Tâches à accomplir
• A. Relevez tous les États et toutes les institutions nommés dans le texte sur l'appel entre Mme Harris et M. Netanyahou.
• B. D'après le texte sur l'appel entre Mme Harris et M. Netanyahou, à quelle date a eu lieu leur premier appel après la nomination de Mme Harris à la vice-présidence ?
• C. Poursuivez le texte sur l'appel entre Mme Harris et M. Netanyahou à partir de l'endroit où il s'arrête.

Texte affiché

________________

Lors du premier appel de Mme Harris avec M. Netanyahou après sa nomination à la vice-présidence, le 3 mars 2021, elle a dit au dirigeant israélien que les USA s'opposaient à ce que la Cour pénale internationale enquête sur les crimes de guerre présumés d'Israël contre les Palestiniens. Harris et Netanyahou « ont noté l'opposition de leurs gouvernements respectifs aux tentatives de la Cour pénale internationale d'exercer sa juridiction sur le personnel israélie », selon un compte-rendu par la Maison Blanche de cet appel.

________________

Enregistrements bruts
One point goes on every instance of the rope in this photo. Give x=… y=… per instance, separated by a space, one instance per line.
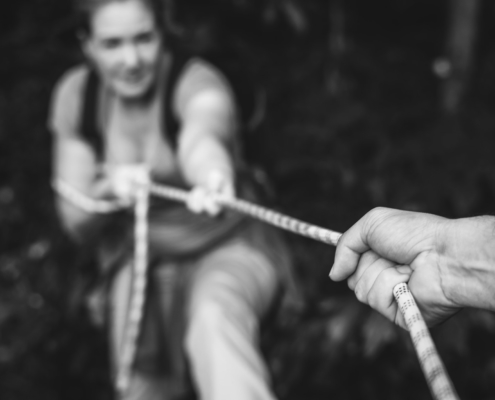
x=138 y=290
x=436 y=376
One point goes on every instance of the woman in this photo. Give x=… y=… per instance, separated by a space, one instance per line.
x=225 y=272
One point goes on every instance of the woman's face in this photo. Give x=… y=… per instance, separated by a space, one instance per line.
x=124 y=43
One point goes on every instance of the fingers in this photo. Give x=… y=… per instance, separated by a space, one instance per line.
x=349 y=249
x=201 y=200
x=124 y=178
x=206 y=199
x=374 y=281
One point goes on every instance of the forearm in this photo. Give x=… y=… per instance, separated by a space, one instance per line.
x=200 y=158
x=467 y=262
x=80 y=224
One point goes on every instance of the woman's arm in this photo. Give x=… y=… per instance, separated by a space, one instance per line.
x=74 y=161
x=75 y=164
x=206 y=137
x=205 y=106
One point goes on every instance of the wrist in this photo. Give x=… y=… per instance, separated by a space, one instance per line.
x=466 y=248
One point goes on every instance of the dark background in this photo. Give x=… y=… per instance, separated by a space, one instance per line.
x=356 y=118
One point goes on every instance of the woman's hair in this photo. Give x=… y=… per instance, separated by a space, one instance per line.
x=86 y=8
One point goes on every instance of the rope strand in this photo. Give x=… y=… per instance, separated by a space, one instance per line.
x=437 y=377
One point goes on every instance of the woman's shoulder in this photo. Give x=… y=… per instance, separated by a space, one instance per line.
x=67 y=99
x=72 y=81
x=199 y=75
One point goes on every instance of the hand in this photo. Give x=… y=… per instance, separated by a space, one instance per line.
x=125 y=179
x=204 y=198
x=387 y=247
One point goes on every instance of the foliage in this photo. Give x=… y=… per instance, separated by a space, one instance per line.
x=331 y=158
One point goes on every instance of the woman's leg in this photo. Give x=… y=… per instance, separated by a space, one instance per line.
x=231 y=289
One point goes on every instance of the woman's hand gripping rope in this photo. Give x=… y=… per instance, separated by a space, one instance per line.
x=433 y=368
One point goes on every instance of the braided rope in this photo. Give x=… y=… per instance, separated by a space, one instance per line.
x=437 y=377
x=138 y=290
x=264 y=214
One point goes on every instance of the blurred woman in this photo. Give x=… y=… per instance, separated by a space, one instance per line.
x=211 y=279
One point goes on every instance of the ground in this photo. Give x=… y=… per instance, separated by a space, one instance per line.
x=378 y=139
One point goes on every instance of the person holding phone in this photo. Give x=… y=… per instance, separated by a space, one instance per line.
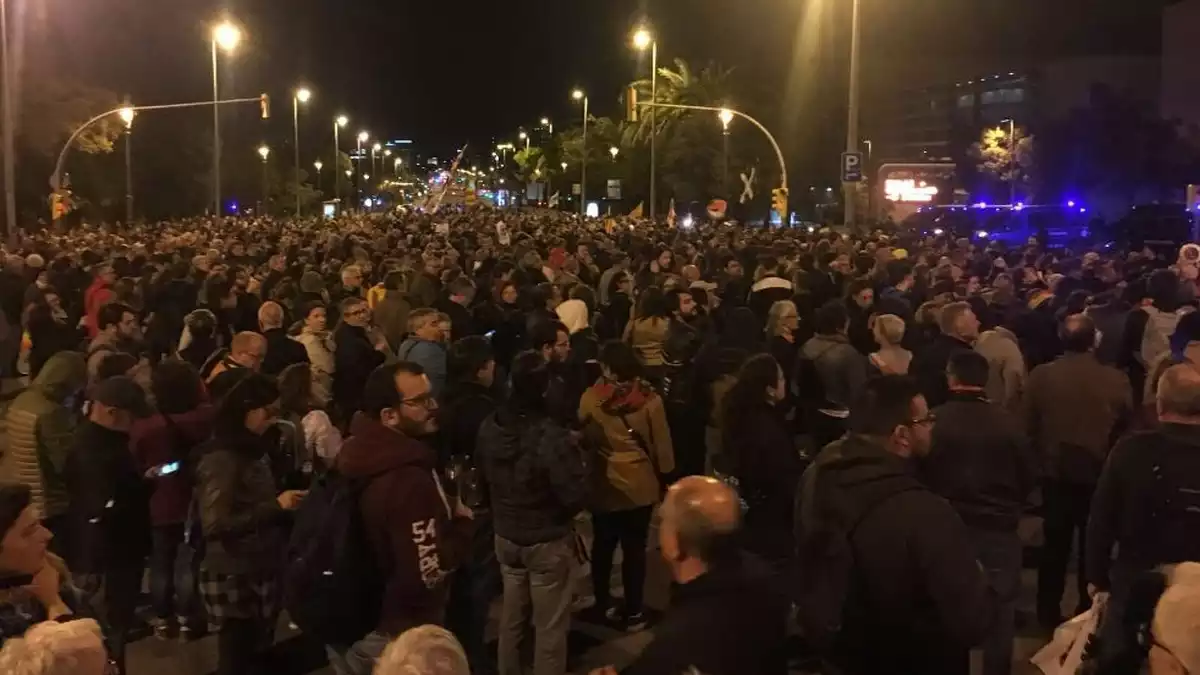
x=244 y=524
x=109 y=509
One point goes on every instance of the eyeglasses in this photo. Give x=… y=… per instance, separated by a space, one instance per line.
x=928 y=419
x=421 y=401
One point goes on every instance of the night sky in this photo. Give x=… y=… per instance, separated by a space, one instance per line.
x=447 y=72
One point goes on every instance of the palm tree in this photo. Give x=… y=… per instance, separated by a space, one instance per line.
x=683 y=85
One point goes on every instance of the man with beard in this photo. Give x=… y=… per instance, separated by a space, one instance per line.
x=679 y=392
x=119 y=332
x=415 y=533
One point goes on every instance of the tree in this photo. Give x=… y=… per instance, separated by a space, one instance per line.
x=1003 y=157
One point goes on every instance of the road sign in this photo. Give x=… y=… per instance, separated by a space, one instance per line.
x=851 y=167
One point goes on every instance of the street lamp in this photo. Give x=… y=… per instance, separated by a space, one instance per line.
x=726 y=117
x=301 y=96
x=226 y=36
x=126 y=115
x=339 y=123
x=264 y=151
x=851 y=189
x=579 y=95
x=643 y=39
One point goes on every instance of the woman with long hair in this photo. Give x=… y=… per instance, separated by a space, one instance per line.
x=648 y=329
x=318 y=341
x=761 y=454
x=244 y=523
x=625 y=420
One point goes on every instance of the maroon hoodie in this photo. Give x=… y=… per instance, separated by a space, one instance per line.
x=408 y=520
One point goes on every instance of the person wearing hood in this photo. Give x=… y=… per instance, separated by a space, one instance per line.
x=41 y=423
x=415 y=532
x=538 y=477
x=768 y=288
x=109 y=512
x=923 y=610
x=625 y=419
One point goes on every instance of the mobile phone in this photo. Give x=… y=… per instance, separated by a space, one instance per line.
x=167 y=469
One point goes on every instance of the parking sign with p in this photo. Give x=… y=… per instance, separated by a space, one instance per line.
x=851 y=167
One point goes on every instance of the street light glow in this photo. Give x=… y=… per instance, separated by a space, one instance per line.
x=227 y=36
x=642 y=39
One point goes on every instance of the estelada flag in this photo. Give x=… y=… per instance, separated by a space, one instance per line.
x=717 y=209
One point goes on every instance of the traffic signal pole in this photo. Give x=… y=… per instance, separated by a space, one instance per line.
x=779 y=154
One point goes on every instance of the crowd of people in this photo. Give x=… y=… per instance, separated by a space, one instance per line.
x=827 y=431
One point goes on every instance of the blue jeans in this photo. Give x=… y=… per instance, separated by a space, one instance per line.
x=1000 y=553
x=360 y=657
x=173 y=572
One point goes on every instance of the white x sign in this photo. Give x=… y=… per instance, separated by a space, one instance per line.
x=748 y=185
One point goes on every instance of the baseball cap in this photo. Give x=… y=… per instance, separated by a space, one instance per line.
x=121 y=393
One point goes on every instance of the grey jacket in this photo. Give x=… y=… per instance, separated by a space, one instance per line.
x=843 y=369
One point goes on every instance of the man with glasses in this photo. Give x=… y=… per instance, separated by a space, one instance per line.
x=887 y=577
x=417 y=533
x=984 y=465
x=355 y=356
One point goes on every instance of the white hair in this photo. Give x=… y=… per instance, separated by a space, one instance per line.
x=425 y=650
x=53 y=649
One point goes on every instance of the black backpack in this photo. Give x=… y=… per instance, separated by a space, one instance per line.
x=333 y=587
x=826 y=566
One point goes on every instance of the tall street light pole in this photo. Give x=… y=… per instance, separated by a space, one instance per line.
x=726 y=117
x=264 y=151
x=342 y=120
x=851 y=189
x=10 y=171
x=579 y=95
x=127 y=118
x=301 y=96
x=642 y=39
x=226 y=36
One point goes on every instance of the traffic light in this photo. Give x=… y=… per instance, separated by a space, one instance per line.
x=779 y=202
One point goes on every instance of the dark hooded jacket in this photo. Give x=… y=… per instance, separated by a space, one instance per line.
x=408 y=520
x=918 y=599
x=537 y=473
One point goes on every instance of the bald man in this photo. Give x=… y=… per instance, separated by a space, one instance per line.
x=281 y=350
x=1147 y=501
x=726 y=616
x=247 y=350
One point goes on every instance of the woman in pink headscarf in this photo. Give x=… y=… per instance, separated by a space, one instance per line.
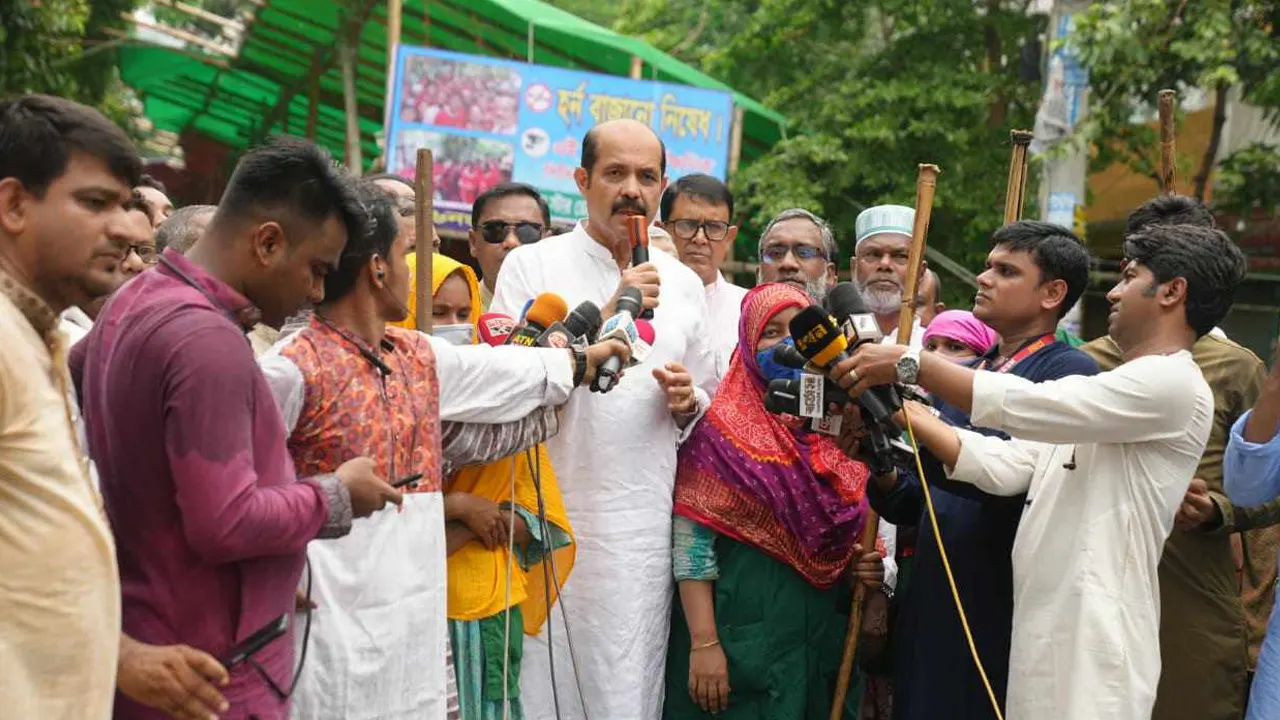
x=959 y=336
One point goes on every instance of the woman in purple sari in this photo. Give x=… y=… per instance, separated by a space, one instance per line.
x=767 y=519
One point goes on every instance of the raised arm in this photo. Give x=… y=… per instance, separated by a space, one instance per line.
x=474 y=443
x=227 y=513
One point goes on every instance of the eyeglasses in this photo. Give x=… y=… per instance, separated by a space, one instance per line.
x=804 y=253
x=494 y=232
x=714 y=231
x=146 y=253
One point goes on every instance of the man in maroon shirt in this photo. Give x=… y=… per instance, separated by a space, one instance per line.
x=210 y=522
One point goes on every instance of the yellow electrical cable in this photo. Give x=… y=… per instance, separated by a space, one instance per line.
x=946 y=566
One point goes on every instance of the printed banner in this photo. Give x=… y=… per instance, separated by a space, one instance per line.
x=490 y=121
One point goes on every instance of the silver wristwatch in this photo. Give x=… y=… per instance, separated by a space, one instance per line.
x=909 y=367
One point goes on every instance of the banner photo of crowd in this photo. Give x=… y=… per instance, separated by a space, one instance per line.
x=492 y=121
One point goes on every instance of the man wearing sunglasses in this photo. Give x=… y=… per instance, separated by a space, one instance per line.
x=696 y=212
x=503 y=218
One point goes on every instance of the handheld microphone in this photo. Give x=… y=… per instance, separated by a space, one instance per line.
x=584 y=322
x=639 y=236
x=856 y=320
x=618 y=327
x=494 y=328
x=547 y=309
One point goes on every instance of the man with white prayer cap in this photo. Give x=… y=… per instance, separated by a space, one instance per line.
x=882 y=247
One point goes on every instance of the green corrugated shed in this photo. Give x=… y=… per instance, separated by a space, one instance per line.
x=265 y=89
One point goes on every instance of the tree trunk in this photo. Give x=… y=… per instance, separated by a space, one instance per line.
x=1215 y=139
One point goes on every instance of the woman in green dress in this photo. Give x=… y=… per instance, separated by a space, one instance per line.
x=767 y=515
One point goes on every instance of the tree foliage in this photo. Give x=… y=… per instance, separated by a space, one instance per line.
x=62 y=48
x=872 y=89
x=1137 y=48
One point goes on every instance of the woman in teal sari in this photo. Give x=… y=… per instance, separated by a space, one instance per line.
x=767 y=519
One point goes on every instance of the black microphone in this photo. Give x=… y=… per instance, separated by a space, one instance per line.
x=545 y=310
x=639 y=236
x=584 y=322
x=629 y=306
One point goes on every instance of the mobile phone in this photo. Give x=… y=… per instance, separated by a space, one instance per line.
x=407 y=481
x=242 y=651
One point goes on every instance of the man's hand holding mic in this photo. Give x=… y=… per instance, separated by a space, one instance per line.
x=643 y=278
x=369 y=493
x=868 y=365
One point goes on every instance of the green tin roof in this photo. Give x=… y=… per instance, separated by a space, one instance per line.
x=238 y=100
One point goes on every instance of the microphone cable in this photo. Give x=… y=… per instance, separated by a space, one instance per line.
x=946 y=566
x=549 y=569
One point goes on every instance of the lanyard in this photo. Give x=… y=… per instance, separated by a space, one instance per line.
x=1023 y=354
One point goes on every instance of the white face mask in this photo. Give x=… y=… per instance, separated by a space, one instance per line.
x=461 y=333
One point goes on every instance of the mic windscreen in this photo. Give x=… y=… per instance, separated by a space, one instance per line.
x=584 y=320
x=548 y=308
x=817 y=336
x=630 y=301
x=494 y=328
x=789 y=356
x=636 y=231
x=845 y=300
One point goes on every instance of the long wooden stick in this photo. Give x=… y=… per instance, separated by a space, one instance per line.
x=1015 y=192
x=1168 y=167
x=926 y=183
x=424 y=201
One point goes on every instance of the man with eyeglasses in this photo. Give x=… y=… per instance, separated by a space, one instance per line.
x=881 y=251
x=698 y=212
x=131 y=228
x=798 y=247
x=503 y=218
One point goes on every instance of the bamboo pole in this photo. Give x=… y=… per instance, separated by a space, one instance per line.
x=735 y=142
x=1015 y=192
x=424 y=201
x=1168 y=167
x=347 y=48
x=926 y=183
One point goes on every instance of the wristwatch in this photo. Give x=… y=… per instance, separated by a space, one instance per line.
x=579 y=350
x=909 y=367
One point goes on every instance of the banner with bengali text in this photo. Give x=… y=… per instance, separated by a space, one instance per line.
x=490 y=121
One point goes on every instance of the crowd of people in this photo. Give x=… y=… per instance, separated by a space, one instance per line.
x=461 y=95
x=206 y=413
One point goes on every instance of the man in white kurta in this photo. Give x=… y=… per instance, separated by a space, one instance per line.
x=1105 y=461
x=616 y=452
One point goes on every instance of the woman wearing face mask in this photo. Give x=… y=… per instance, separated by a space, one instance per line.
x=959 y=336
x=767 y=519
x=478 y=514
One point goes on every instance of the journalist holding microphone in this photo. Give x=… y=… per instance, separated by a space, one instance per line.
x=1105 y=463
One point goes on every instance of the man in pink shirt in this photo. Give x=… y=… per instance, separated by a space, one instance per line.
x=210 y=522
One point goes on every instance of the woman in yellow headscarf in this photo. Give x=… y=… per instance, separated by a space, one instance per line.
x=484 y=579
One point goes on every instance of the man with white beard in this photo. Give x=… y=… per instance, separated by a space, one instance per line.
x=881 y=253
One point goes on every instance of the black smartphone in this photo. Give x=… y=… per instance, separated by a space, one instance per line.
x=407 y=481
x=242 y=651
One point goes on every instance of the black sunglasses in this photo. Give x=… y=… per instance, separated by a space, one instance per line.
x=494 y=232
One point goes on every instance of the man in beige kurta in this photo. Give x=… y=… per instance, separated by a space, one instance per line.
x=1203 y=636
x=59 y=588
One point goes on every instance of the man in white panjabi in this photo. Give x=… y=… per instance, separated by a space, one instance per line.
x=1105 y=460
x=882 y=247
x=616 y=454
x=698 y=213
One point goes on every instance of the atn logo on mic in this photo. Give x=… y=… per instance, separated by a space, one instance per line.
x=812 y=338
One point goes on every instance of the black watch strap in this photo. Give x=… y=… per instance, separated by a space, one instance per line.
x=579 y=350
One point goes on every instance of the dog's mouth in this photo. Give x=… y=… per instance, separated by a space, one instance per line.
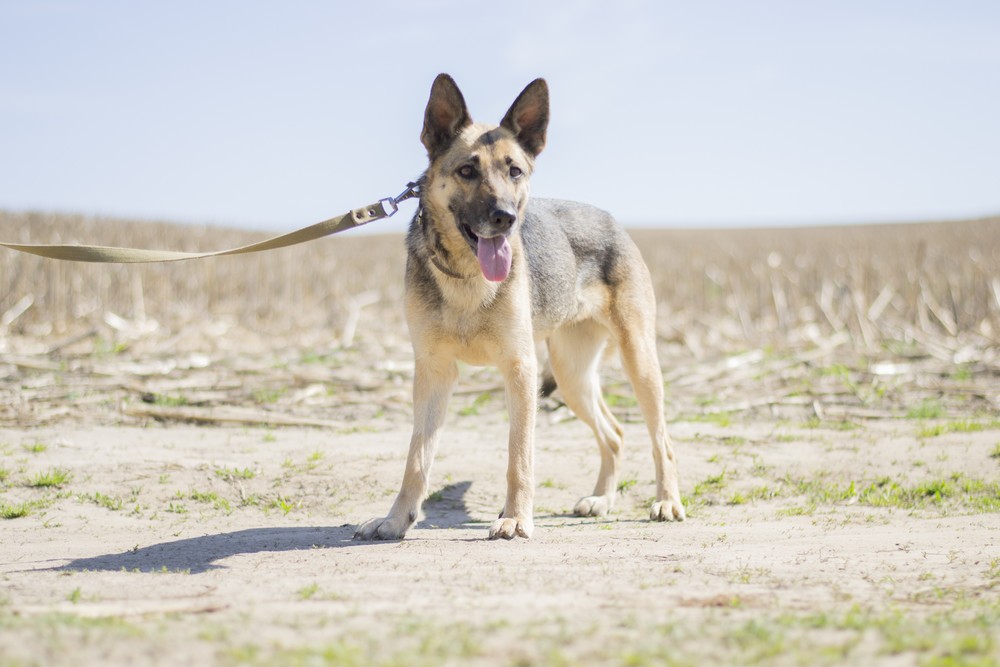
x=493 y=253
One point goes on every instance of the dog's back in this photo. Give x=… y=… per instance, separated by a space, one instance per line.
x=576 y=253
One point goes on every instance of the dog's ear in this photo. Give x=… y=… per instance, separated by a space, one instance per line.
x=528 y=117
x=445 y=116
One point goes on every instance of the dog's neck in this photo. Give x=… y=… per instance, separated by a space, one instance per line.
x=422 y=220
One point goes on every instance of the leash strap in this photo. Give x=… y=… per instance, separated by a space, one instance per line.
x=383 y=208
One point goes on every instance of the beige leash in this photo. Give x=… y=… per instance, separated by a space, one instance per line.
x=383 y=208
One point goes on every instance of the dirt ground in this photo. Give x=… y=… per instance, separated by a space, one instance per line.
x=806 y=543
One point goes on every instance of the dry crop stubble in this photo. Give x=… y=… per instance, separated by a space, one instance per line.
x=832 y=394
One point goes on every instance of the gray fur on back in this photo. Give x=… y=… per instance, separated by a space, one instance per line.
x=568 y=245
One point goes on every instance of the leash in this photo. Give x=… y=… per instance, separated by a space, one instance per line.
x=383 y=208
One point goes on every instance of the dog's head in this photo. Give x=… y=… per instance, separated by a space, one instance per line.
x=478 y=174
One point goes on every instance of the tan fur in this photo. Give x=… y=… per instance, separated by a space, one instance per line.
x=473 y=320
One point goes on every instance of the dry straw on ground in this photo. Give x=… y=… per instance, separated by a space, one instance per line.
x=838 y=322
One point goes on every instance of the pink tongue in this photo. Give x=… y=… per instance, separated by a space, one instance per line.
x=494 y=258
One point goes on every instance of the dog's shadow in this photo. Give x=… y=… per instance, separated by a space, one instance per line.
x=444 y=509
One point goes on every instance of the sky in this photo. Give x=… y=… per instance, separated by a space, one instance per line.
x=722 y=113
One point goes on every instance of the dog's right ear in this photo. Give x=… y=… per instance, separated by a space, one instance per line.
x=445 y=116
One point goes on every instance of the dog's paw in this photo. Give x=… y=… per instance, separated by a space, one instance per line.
x=666 y=510
x=508 y=528
x=593 y=506
x=381 y=529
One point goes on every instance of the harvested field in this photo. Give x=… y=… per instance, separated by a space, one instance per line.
x=186 y=449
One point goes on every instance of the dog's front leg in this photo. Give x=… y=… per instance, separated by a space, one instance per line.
x=521 y=379
x=433 y=381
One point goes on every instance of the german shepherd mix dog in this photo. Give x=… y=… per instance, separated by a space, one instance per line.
x=491 y=274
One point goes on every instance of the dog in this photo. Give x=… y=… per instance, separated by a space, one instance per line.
x=490 y=275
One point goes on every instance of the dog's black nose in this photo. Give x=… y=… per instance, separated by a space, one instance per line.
x=503 y=218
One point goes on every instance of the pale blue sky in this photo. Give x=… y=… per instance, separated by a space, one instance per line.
x=718 y=113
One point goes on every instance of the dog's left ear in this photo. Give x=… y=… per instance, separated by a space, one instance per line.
x=528 y=117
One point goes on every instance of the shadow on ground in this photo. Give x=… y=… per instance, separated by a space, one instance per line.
x=444 y=509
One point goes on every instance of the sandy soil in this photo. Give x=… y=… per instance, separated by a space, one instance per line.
x=174 y=543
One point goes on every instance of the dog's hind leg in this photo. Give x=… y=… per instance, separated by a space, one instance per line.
x=575 y=353
x=434 y=379
x=637 y=340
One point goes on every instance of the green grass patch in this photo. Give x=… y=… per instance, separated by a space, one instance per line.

________________

Résultats obtenus
• A. Les USA, Israël, la Cour pénale internationale, la Maison Blanche

• B. Le 3 mars 2021

• C.
Harris, le 7 octobre et le génocide à Gaza

Après les attaques menées par le Hamas en Israël le 7 octobre, Mme Harris a adopté une position publique qui divergeait rhétoriquement de celle de Joe Biden. Tout en plaidant pour un soutien militaire, financier et diplomatique des USA à la guerre d'Israël, Harris a fréquemment souligné qu'Israël devait respecter les lois de la guerre, protéger les vies civiles et permettre l'acheminement de l'aide humanitaire. Par rapport à  Biden, Harris a plus souvent mis l'accent sur les souffrances des civils palestiniens. « Israël a incontestablement le droit de se défendre. Cela dit, il est très important de ne pas faire d'amalgame entre le Hamas et les Palestiniens », a déclaré Mme Harris lors de l'émission “60 Minutes” diffusée sur la chaîne CBS le 29 octobre 2023. « Les Palestiniens méritent les mêmes mesures de sûreté et de sécurité, d'autodétermination et de dignité, et nous avons été très clairs sur le fait que les règles de la guerre doivent être respectées et que l'aide humanitaire doit être acheminée ».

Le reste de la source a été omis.